Text block Block Start

St. Hildegarde of Bingen

posted by: Joan Vine | on: Wednesday, 26 December 2018, 12:00

St. Hildegarde of Bingen

St. Hildegarde of Bingen

Hildegard was born of noble parents and was educated at the Benedictine cloister of Disibodenberg by Jutta (Judith), she was a religious recluse and sister of the count of Spanheim. Hildegard was 15 years old when she began wearing the Benedictine habit and pursuing a religious life. She succeeded Jutta as prioress in 1136.

Having experienced visions since she was a child, at the age of43 she consulted her confessor, who in turn reported the matter to the archbishop of Mainz. A committee of theologians subsequently confirmed the authenticity of Hildegard’s visions, and a monk was appointed to help her record them in writing. The finished work, ‘Scivias’ written between 1141-52, consists of 26 visions that are visionary and apocalyptic in form and in their treatment of such topics as the church, the relationship between God and humanity, and redemption. About 1147 Hildegard left Disibodenberg with several nuns to start a new convent at Rupertsberg, where she continued to exercise the gift of prophesy and to write more about her visions.

Text block Block End

Problem set.
1. Answer these questions from the passage on Hildegard of Bingen:
(a) How old was Hildegard when she began wearing the Benedictine habit?
(b) In what year did she succeed Jutta as prioress?
(c) How many visions make up "Scivias"?
2. The passage on Hildegard of Bingen names the topics that the visions in "Scivias" treat. List every one of them.
The rows that come next are separate material, unrelated to the text above.

Data provided Block Start

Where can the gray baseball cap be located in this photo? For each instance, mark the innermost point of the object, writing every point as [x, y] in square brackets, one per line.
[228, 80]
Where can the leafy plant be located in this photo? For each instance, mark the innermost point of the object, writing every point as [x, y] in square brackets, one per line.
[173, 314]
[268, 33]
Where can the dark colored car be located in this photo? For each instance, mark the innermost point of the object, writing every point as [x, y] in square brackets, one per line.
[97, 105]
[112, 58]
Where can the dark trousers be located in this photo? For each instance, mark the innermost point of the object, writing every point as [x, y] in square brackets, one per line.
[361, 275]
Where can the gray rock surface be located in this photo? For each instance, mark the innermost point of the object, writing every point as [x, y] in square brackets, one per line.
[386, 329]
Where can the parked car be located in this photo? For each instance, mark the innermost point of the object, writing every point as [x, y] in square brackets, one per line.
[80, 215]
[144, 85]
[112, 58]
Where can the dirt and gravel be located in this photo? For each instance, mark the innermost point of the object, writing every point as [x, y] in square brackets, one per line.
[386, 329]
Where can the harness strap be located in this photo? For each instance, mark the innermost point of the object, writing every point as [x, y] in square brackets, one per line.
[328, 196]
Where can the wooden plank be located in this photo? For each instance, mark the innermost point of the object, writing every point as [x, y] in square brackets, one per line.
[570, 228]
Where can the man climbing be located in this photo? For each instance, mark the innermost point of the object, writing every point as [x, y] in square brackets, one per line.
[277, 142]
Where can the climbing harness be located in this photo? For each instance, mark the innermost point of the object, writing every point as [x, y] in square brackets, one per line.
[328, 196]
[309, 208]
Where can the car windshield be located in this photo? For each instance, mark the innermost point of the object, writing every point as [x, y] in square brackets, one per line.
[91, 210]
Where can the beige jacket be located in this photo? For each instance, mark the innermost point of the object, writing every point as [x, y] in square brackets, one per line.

Data provided Block End

Results of the exercise.
1.
(a) 15 years old
(b) 1136
(c) 26

2.
- the church
- the relationship between God and humanity
- redemption